Copy out the listing below, substituting "indented" for every occurrence of "pretty-printed" and leaving everything else as it is.

--- Begin ---

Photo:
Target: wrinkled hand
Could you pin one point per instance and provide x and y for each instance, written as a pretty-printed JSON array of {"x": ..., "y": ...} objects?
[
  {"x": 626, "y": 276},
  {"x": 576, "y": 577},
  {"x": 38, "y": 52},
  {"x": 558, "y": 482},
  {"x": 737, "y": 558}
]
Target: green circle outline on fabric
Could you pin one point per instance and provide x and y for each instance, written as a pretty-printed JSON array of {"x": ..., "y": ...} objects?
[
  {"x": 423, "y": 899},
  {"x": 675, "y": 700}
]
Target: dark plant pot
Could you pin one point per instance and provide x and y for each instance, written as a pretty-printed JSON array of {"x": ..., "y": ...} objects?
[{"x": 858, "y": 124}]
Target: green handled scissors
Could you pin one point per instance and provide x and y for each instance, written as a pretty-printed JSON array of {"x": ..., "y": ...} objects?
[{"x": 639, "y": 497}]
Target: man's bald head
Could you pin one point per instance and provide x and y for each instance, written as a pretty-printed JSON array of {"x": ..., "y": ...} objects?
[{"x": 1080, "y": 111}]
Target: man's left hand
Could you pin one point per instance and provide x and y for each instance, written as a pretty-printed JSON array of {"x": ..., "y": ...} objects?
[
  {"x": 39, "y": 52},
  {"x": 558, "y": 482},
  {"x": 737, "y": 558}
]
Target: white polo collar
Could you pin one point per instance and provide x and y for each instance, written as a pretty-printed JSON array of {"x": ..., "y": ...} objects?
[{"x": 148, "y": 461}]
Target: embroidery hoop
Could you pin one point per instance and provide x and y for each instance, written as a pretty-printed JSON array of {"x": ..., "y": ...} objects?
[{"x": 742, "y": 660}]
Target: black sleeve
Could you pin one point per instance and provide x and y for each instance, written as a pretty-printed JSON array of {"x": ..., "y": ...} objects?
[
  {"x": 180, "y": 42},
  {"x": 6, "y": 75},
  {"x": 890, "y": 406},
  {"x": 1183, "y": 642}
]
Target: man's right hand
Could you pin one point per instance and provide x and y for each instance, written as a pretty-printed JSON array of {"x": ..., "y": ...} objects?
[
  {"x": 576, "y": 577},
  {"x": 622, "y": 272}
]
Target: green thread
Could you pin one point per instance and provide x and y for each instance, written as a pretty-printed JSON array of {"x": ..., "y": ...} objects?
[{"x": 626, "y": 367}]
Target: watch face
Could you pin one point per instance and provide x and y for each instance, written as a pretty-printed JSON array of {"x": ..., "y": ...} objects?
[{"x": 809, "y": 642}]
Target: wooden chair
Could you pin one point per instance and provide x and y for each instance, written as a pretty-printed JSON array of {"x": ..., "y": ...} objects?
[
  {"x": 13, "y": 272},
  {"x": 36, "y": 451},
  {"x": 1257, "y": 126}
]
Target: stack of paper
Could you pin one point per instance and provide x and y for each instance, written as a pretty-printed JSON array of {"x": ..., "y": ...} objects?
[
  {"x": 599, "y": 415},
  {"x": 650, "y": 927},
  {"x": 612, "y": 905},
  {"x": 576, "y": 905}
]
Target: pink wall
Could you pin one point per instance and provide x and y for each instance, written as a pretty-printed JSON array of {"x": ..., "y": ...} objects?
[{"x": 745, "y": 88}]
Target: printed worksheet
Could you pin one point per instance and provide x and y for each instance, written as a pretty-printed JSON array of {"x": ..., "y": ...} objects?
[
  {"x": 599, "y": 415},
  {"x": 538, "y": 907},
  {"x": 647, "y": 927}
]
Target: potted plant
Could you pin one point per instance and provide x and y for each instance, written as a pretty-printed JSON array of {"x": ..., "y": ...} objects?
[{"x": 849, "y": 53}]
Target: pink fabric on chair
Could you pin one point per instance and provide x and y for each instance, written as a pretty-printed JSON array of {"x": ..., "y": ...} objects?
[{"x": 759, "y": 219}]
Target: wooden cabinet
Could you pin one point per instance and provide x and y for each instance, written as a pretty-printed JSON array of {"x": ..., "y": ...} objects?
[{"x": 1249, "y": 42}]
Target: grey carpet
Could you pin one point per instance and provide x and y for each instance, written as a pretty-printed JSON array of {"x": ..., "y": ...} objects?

--- End ---

• _Answer to this task_
Photo:
Target: wrinkled hand
Could you pin one point per instance and provide x and y for each instance, written as a indented JSON array of {"x": ..., "y": ...} objects?
[
  {"x": 626, "y": 276},
  {"x": 576, "y": 577},
  {"x": 38, "y": 52},
  {"x": 558, "y": 482},
  {"x": 737, "y": 558}
]
Target: green circle outline on fabric
Could you pin one point per instance and provide x and y for each instance, written as a indented JSON array of {"x": ..., "y": ...} objects?
[
  {"x": 423, "y": 899},
  {"x": 675, "y": 700}
]
Target: dark plant pot
Could you pin one point per instance and provide x and y for each instance, written as a indented JSON array of {"x": ..., "y": ...} objects?
[{"x": 858, "y": 124}]
Target: green handled scissors
Could you pin one point per instance and provide x and y for each instance, written as a indented JSON array of {"x": ..., "y": ...} objects?
[{"x": 639, "y": 497}]
Target: man's bald head
Could you pin one point per instance and provide x and y for each instance, written as a indented JSON array of {"x": ..., "y": ...} objects?
[{"x": 1080, "y": 111}]
Target: man's left hand
Could you pin one point per instance and provide x and y for each instance, written as a indented JSON array of {"x": ..., "y": ...} objects?
[
  {"x": 39, "y": 52},
  {"x": 558, "y": 482},
  {"x": 737, "y": 558}
]
Target: white polo collar
Could you pin one point per instance and provide x and y for each instance, written as a indented JSON array of {"x": ..., "y": ...} objects?
[{"x": 148, "y": 461}]
Target: embroidery hoop
Could you pin one point per instance and provide x and y for each instance, written as a indented JSON array of {"x": ..., "y": ...} objects?
[{"x": 742, "y": 660}]
Target: black sleeve
Could you pin one point per instance and provide x and y for each instance, written as a indented JSON array of {"x": ..., "y": ...} objects?
[
  {"x": 180, "y": 42},
  {"x": 6, "y": 75},
  {"x": 890, "y": 406},
  {"x": 1183, "y": 642}
]
Target: man's right hand
Could you pin one point per instance and provide x and y for each instance, written as a indented JSON array of {"x": ..., "y": ...} objects?
[
  {"x": 576, "y": 577},
  {"x": 622, "y": 272}
]
Target: green thread
Could you pin one point per instance and provide x and y for each instance, written as a indented JSON array of {"x": ..., "y": ...} objects?
[{"x": 626, "y": 367}]
Target: watch face
Could you pin one point per instance and provide x and y for each instance, written as a indented JSON array of {"x": ..., "y": ...} objects?
[{"x": 809, "y": 642}]
Target: wooden chair
Could you pin one point per instance and provide x and y for each instance, written as a indented JSON array of {"x": ..., "y": ...} objects?
[
  {"x": 13, "y": 272},
  {"x": 36, "y": 451},
  {"x": 1257, "y": 126}
]
Target: stack of paper
Could you pin one point per instance and provide x and y for each instance, written as a indented JSON array of {"x": ..., "y": ...} objects?
[
  {"x": 599, "y": 415},
  {"x": 650, "y": 927},
  {"x": 612, "y": 905},
  {"x": 576, "y": 905}
]
Target: pink wall
Could you pin one point per instance and provide x and y for each instance, written as a indented JSON array of {"x": ..., "y": ...} objects?
[{"x": 745, "y": 88}]
Target: printed worksheet
Could you pin one point per instance and provide x and y for each instance, written as a indented JSON array of {"x": ..., "y": ...} objects?
[
  {"x": 599, "y": 415},
  {"x": 538, "y": 907},
  {"x": 647, "y": 927}
]
Target: potted plant
Could you pin one point per instance and provide x and y for each instance, written as a indented JSON array of {"x": ..., "y": ...} objects?
[{"x": 849, "y": 53}]
Target: pink fabric on chair
Could you pin one point per instance and provide x and y for each instance, written as a indented JSON array of {"x": ..., "y": ...} objects?
[{"x": 759, "y": 219}]
Target: wooden cabinet
Could you pin one point per instance and provide x and y for each instance, written as a indented JSON array of {"x": ..., "y": ...} objects?
[{"x": 1249, "y": 42}]
Target: grey carpet
Could you pin one point per instance and provide x and y for each instance, written as a indented JSON array of {"x": ..., "y": ...} objects?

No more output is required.